» Problem to work on
The records underneath are to be repeated exactly, with the pictures left out.

» Saved data entries

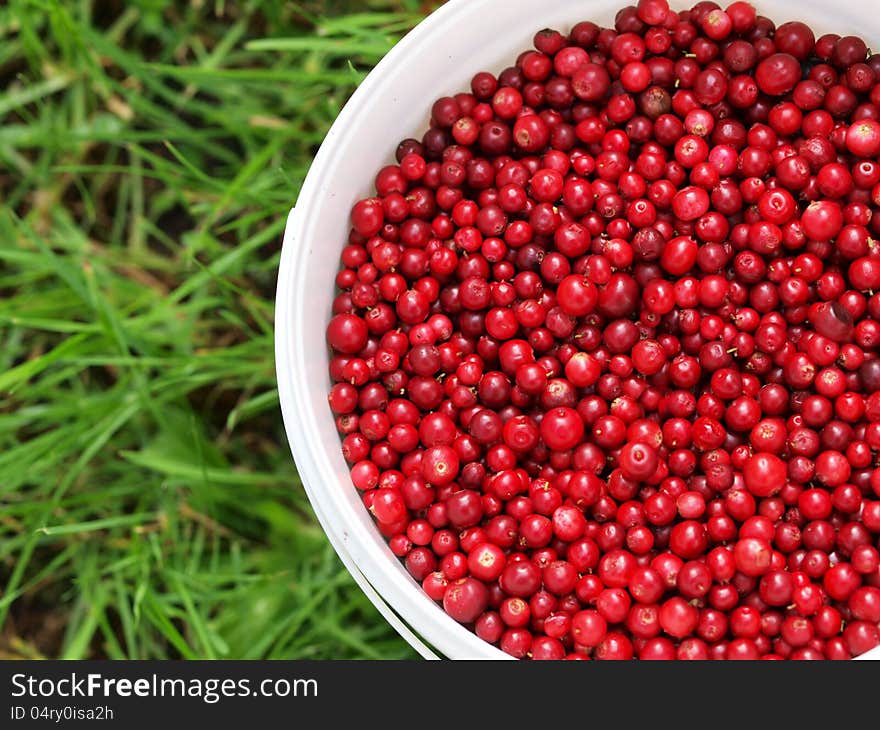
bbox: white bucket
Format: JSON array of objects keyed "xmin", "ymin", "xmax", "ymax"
[{"xmin": 275, "ymin": 0, "xmax": 880, "ymax": 659}]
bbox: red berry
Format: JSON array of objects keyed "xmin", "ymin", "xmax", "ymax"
[
  {"xmin": 636, "ymin": 0, "xmax": 669, "ymax": 26},
  {"xmin": 443, "ymin": 577, "xmax": 488, "ymax": 623},
  {"xmin": 669, "ymin": 520, "xmax": 709, "ymax": 560},
  {"xmin": 755, "ymin": 54, "xmax": 802, "ymax": 96},
  {"xmin": 734, "ymin": 537, "xmax": 773, "ymax": 577},
  {"xmin": 327, "ymin": 313, "xmax": 368, "ymax": 354},
  {"xmin": 572, "ymin": 609, "xmax": 607, "ymax": 647},
  {"xmin": 658, "ymin": 597, "xmax": 699, "ymax": 638},
  {"xmin": 540, "ymin": 407, "xmax": 584, "ymax": 451},
  {"xmin": 801, "ymin": 201, "xmax": 843, "ymax": 241},
  {"xmin": 371, "ymin": 488, "xmax": 407, "ymax": 524},
  {"xmin": 619, "ymin": 441, "xmax": 659, "ymax": 480},
  {"xmin": 743, "ymin": 452, "xmax": 786, "ymax": 497},
  {"xmin": 846, "ymin": 119, "xmax": 880, "ymax": 158},
  {"xmin": 556, "ymin": 275, "xmax": 597, "ymax": 316},
  {"xmin": 351, "ymin": 197, "xmax": 384, "ymax": 237}
]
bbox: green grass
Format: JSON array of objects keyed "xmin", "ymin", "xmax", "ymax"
[{"xmin": 0, "ymin": 0, "xmax": 439, "ymax": 660}]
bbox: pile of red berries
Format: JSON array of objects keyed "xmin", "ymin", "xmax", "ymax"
[{"xmin": 325, "ymin": 0, "xmax": 880, "ymax": 659}]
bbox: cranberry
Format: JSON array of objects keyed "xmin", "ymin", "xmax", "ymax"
[
  {"xmin": 557, "ymin": 275, "xmax": 598, "ymax": 315},
  {"xmin": 595, "ymin": 632, "xmax": 634, "ymax": 660},
  {"xmin": 743, "ymin": 452, "xmax": 786, "ymax": 497},
  {"xmin": 619, "ymin": 441, "xmax": 660, "ymax": 480},
  {"xmin": 734, "ymin": 537, "xmax": 773, "ymax": 576},
  {"xmin": 755, "ymin": 54, "xmax": 802, "ymax": 96},
  {"xmin": 659, "ymin": 597, "xmax": 699, "ymax": 638},
  {"xmin": 500, "ymin": 560, "xmax": 542, "ymax": 598},
  {"xmin": 443, "ymin": 578, "xmax": 489, "ymax": 623},
  {"xmin": 540, "ymin": 406, "xmax": 585, "ymax": 451},
  {"xmin": 669, "ymin": 520, "xmax": 709, "ymax": 559},
  {"xmin": 571, "ymin": 609, "xmax": 608, "ymax": 647},
  {"xmin": 327, "ymin": 313, "xmax": 368, "ymax": 354}
]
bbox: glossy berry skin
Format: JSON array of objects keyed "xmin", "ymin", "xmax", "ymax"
[
  {"xmin": 557, "ymin": 276, "xmax": 598, "ymax": 316},
  {"xmin": 734, "ymin": 538, "xmax": 773, "ymax": 577},
  {"xmin": 540, "ymin": 407, "xmax": 585, "ymax": 451},
  {"xmin": 572, "ymin": 609, "xmax": 607, "ymax": 647},
  {"xmin": 443, "ymin": 578, "xmax": 488, "ymax": 623},
  {"xmin": 326, "ymin": 4, "xmax": 880, "ymax": 662},
  {"xmin": 327, "ymin": 313, "xmax": 368, "ymax": 354},
  {"xmin": 468, "ymin": 542, "xmax": 507, "ymax": 582},
  {"xmin": 659, "ymin": 597, "xmax": 699, "ymax": 638},
  {"xmin": 669, "ymin": 521, "xmax": 709, "ymax": 560},
  {"xmin": 755, "ymin": 54, "xmax": 801, "ymax": 96},
  {"xmin": 743, "ymin": 453, "xmax": 786, "ymax": 497},
  {"xmin": 372, "ymin": 488, "xmax": 407, "ymax": 524},
  {"xmin": 619, "ymin": 442, "xmax": 659, "ymax": 481},
  {"xmin": 846, "ymin": 120, "xmax": 880, "ymax": 158}
]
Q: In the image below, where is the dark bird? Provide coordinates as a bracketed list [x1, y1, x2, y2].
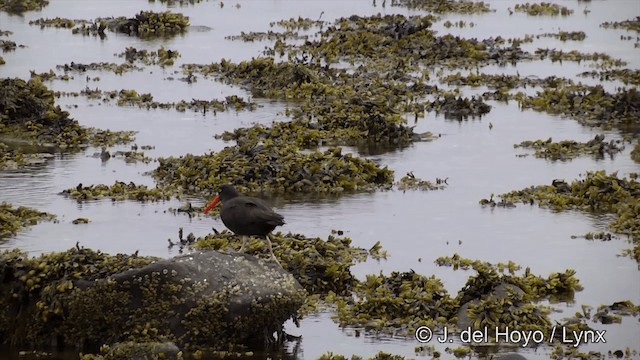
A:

» Answer for the task
bbox: white bucket
Format: JSON array of objects keyed "xmin", "ymin", "xmax", "ymax"
[{"xmin": 275, "ymin": 0, "xmax": 880, "ymax": 659}]
bbox: red berry
Format: JSON array of objects keyed "xmin", "ymin", "xmax", "ymax"
[
  {"xmin": 636, "ymin": 0, "xmax": 669, "ymax": 26},
  {"xmin": 443, "ymin": 577, "xmax": 488, "ymax": 623},
  {"xmin": 669, "ymin": 520, "xmax": 709, "ymax": 560},
  {"xmin": 755, "ymin": 54, "xmax": 802, "ymax": 96},
  {"xmin": 734, "ymin": 537, "xmax": 773, "ymax": 577},
  {"xmin": 327, "ymin": 313, "xmax": 368, "ymax": 354},
  {"xmin": 572, "ymin": 609, "xmax": 607, "ymax": 647},
  {"xmin": 658, "ymin": 597, "xmax": 699, "ymax": 638},
  {"xmin": 540, "ymin": 407, "xmax": 584, "ymax": 451},
  {"xmin": 801, "ymin": 201, "xmax": 843, "ymax": 241},
  {"xmin": 371, "ymin": 488, "xmax": 407, "ymax": 524},
  {"xmin": 619, "ymin": 441, "xmax": 659, "ymax": 480},
  {"xmin": 743, "ymin": 452, "xmax": 786, "ymax": 497},
  {"xmin": 846, "ymin": 119, "xmax": 880, "ymax": 158},
  {"xmin": 556, "ymin": 275, "xmax": 597, "ymax": 316},
  {"xmin": 351, "ymin": 197, "xmax": 384, "ymax": 237}
]
bbox: green grass
Format: JSON array of objects keyed "xmin", "ymin", "xmax", "ymax"
[{"xmin": 0, "ymin": 0, "xmax": 439, "ymax": 660}]
bbox: pile of red berries
Format: JSON array of objects keyed "xmin", "ymin", "xmax", "ymax"
[{"xmin": 325, "ymin": 0, "xmax": 880, "ymax": 659}]
bbox: cranberry
Format: JSON array of objects keyed "xmin", "ymin", "xmax", "ymax"
[
  {"xmin": 557, "ymin": 275, "xmax": 598, "ymax": 315},
  {"xmin": 595, "ymin": 632, "xmax": 634, "ymax": 660},
  {"xmin": 743, "ymin": 452, "xmax": 786, "ymax": 497},
  {"xmin": 619, "ymin": 441, "xmax": 660, "ymax": 480},
  {"xmin": 734, "ymin": 537, "xmax": 773, "ymax": 576},
  {"xmin": 755, "ymin": 54, "xmax": 802, "ymax": 96},
  {"xmin": 659, "ymin": 597, "xmax": 699, "ymax": 638},
  {"xmin": 500, "ymin": 560, "xmax": 542, "ymax": 598},
  {"xmin": 443, "ymin": 578, "xmax": 489, "ymax": 623},
  {"xmin": 540, "ymin": 406, "xmax": 585, "ymax": 451},
  {"xmin": 669, "ymin": 520, "xmax": 709, "ymax": 559},
  {"xmin": 571, "ymin": 609, "xmax": 608, "ymax": 647},
  {"xmin": 327, "ymin": 313, "xmax": 368, "ymax": 354}
]
bbox: glossy berry skin
Format: JSON array of objects keyed "xmin", "ymin", "xmax", "ymax"
[
  {"xmin": 557, "ymin": 276, "xmax": 598, "ymax": 316},
  {"xmin": 734, "ymin": 538, "xmax": 773, "ymax": 577},
  {"xmin": 540, "ymin": 407, "xmax": 585, "ymax": 451},
  {"xmin": 572, "ymin": 609, "xmax": 607, "ymax": 647},
  {"xmin": 443, "ymin": 578, "xmax": 488, "ymax": 623},
  {"xmin": 326, "ymin": 4, "xmax": 880, "ymax": 662},
  {"xmin": 327, "ymin": 313, "xmax": 368, "ymax": 354},
  {"xmin": 468, "ymin": 542, "xmax": 507, "ymax": 582},
  {"xmin": 659, "ymin": 597, "xmax": 699, "ymax": 638},
  {"xmin": 669, "ymin": 521, "xmax": 709, "ymax": 560},
  {"xmin": 755, "ymin": 54, "xmax": 801, "ymax": 96},
  {"xmin": 743, "ymin": 453, "xmax": 786, "ymax": 497},
  {"xmin": 372, "ymin": 488, "xmax": 407, "ymax": 524},
  {"xmin": 619, "ymin": 442, "xmax": 659, "ymax": 481},
  {"xmin": 846, "ymin": 120, "xmax": 880, "ymax": 158}
]
Q: In the image below, where is the dark bird? Provide coordinates as a bracketed list [x1, y1, x2, y2].
A:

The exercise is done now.